**Prompt**
Lay out every line of the material below as a numbered list, skipping blank lines and omitting the pictures.

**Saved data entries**
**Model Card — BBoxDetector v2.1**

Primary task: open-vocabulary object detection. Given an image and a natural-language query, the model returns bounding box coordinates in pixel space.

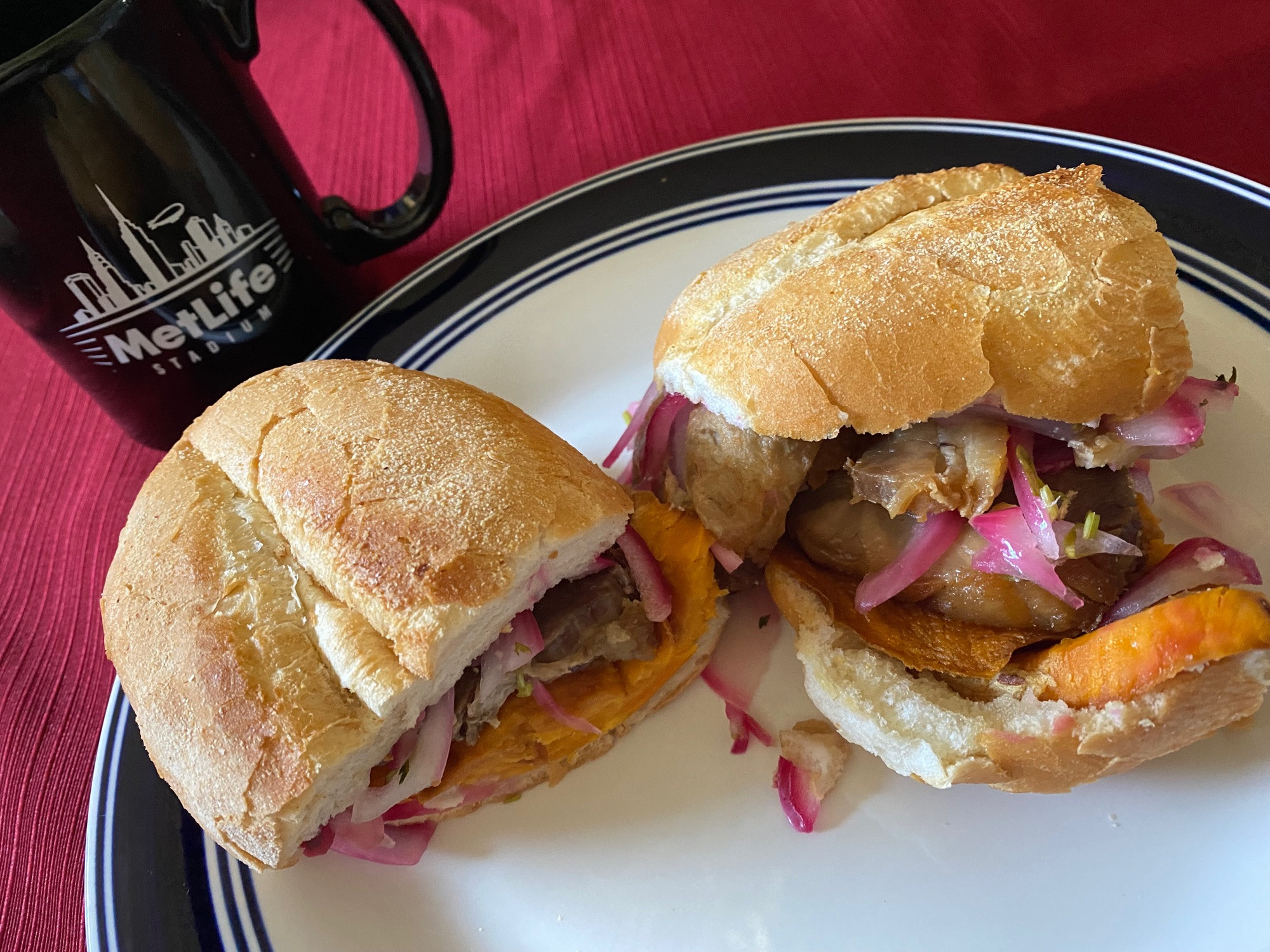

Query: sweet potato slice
[770,542,1054,678]
[1016,588,1270,707]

**Response to this task**
1. **Model Card — BBoxDetector v2.1**
2. Primary task: open-vocabulary object detection. Given an image and a natural-language query, the model returns bounding box coordinates in pixel space.
3. Query: sweet potato slice
4. [770,542,1054,678]
5. [1016,588,1270,707]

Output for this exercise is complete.